#### [TASK BRIEF]
Format every line of the rows below as a Markdown table with two columns, Number and Entry, leaving out blank lines. Keep the pictures out of the table.

#### [EXERCISE INPUTS]
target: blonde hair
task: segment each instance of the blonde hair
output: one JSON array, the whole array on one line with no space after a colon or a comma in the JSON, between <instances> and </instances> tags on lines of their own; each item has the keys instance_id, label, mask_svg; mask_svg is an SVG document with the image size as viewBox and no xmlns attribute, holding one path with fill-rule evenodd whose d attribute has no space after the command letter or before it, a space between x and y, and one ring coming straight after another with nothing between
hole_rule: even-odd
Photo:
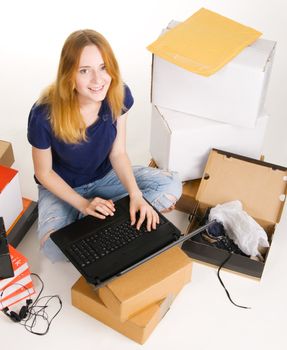
<instances>
[{"instance_id":1,"label":"blonde hair","mask_svg":"<svg viewBox=\"0 0 287 350\"><path fill-rule=\"evenodd\" d=\"M86 29L72 33L62 48L56 81L48 86L37 104L48 104L50 120L55 136L66 143L87 140L86 126L80 114L75 77L84 47L96 45L107 70L111 84L107 100L116 119L124 108L124 87L119 66L108 41L98 32Z\"/></svg>"}]
</instances>

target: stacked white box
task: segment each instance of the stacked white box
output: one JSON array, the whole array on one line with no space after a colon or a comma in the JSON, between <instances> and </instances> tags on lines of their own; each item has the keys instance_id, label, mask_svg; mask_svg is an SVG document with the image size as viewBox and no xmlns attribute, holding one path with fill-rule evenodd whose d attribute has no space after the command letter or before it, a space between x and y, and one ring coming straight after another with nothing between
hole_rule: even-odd
<instances>
[{"instance_id":1,"label":"stacked white box","mask_svg":"<svg viewBox=\"0 0 287 350\"><path fill-rule=\"evenodd\" d=\"M264 114L255 128L243 128L153 105L150 151L160 168L177 171L182 181L198 179L212 148L260 158L267 122Z\"/></svg>"},{"instance_id":2,"label":"stacked white box","mask_svg":"<svg viewBox=\"0 0 287 350\"><path fill-rule=\"evenodd\" d=\"M260 158L275 46L258 39L209 77L153 55L150 152L160 168L187 181L203 175L212 148Z\"/></svg>"},{"instance_id":3,"label":"stacked white box","mask_svg":"<svg viewBox=\"0 0 287 350\"><path fill-rule=\"evenodd\" d=\"M275 42L258 39L215 74L204 77L153 57L152 103L237 126L262 115Z\"/></svg>"}]
</instances>

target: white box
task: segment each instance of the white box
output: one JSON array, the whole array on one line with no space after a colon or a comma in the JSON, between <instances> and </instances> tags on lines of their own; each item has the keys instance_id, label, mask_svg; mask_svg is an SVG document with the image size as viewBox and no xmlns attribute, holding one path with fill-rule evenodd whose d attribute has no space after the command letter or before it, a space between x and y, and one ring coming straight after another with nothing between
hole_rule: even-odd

#### [CORRECT OUTPUT]
| Number | Entry |
|---|---|
| 1 | target: blonde hair |
| 2 | task: segment each instance of the blonde hair |
| 3 | output: one JSON array, the whole array on one line with no space after a colon or a comma in the JSON, between <instances> and </instances> tags on lines of their own; each item has the keys instance_id, label, mask_svg; mask_svg is an SVG document with the image size as viewBox and no xmlns attribute, holding one path with fill-rule evenodd whose d attribute has no space after the command letter or before it, a space between x and y, and one ring coming straight after another with nothing between |
| 4 | hole_rule: even-odd |
| 5 | Photo: |
| 6 | <instances> |
| 7 | [{"instance_id":1,"label":"blonde hair","mask_svg":"<svg viewBox=\"0 0 287 350\"><path fill-rule=\"evenodd\" d=\"M86 29L72 33L62 48L56 81L48 86L37 104L48 104L50 120L55 136L66 143L87 140L86 126L80 114L75 77L84 47L96 45L107 70L111 84L107 100L116 119L124 108L124 87L119 66L108 41L98 32Z\"/></svg>"}] |
| 8 | </instances> |
| 9 | target: stacked white box |
| 10 | task: segment each instance of the stacked white box |
| 11 | output: one JSON array, the whole array on one line with no space after a colon or a comma in the JSON, between <instances> and </instances> tags on lines of their own; each item has the keys instance_id, label, mask_svg; mask_svg is an SVG document with the image size as viewBox and no xmlns attribute, holding one path with fill-rule evenodd whose d attribute has no space after the command letter or before it, a space between x and y, and one ring coming straight after another with nothing between |
| 12 | hole_rule: even-odd |
| 13 | <instances> |
| 14 | [{"instance_id":1,"label":"stacked white box","mask_svg":"<svg viewBox=\"0 0 287 350\"><path fill-rule=\"evenodd\" d=\"M264 114L255 128L243 128L153 105L150 151L160 168L177 171L182 181L198 179L212 148L260 158L267 122Z\"/></svg>"},{"instance_id":2,"label":"stacked white box","mask_svg":"<svg viewBox=\"0 0 287 350\"><path fill-rule=\"evenodd\" d=\"M260 158L275 46L258 39L209 77L153 55L150 152L160 168L187 181L203 175L212 148Z\"/></svg>"},{"instance_id":3,"label":"stacked white box","mask_svg":"<svg viewBox=\"0 0 287 350\"><path fill-rule=\"evenodd\" d=\"M275 42L258 39L215 74L204 77L153 57L152 103L237 126L262 115Z\"/></svg>"}] |
| 15 | </instances> |
| 16 | target: white box |
| 17 | task: segment each instance of the white box |
| 18 | output: one JSON array, the whole array on one line with no space after a colon or a comma in the JSON, between <instances> and </instances> tags on lines of their own; each item has the keys instance_id, label, mask_svg; mask_svg is an SVG document with the image size as viewBox and no xmlns attribute, holding one path with fill-rule evenodd whose d attribute has no space after the command letter or before it, a space between x and y, and one ring coming straight after another with nothing between |
| 19 | hole_rule: even-odd |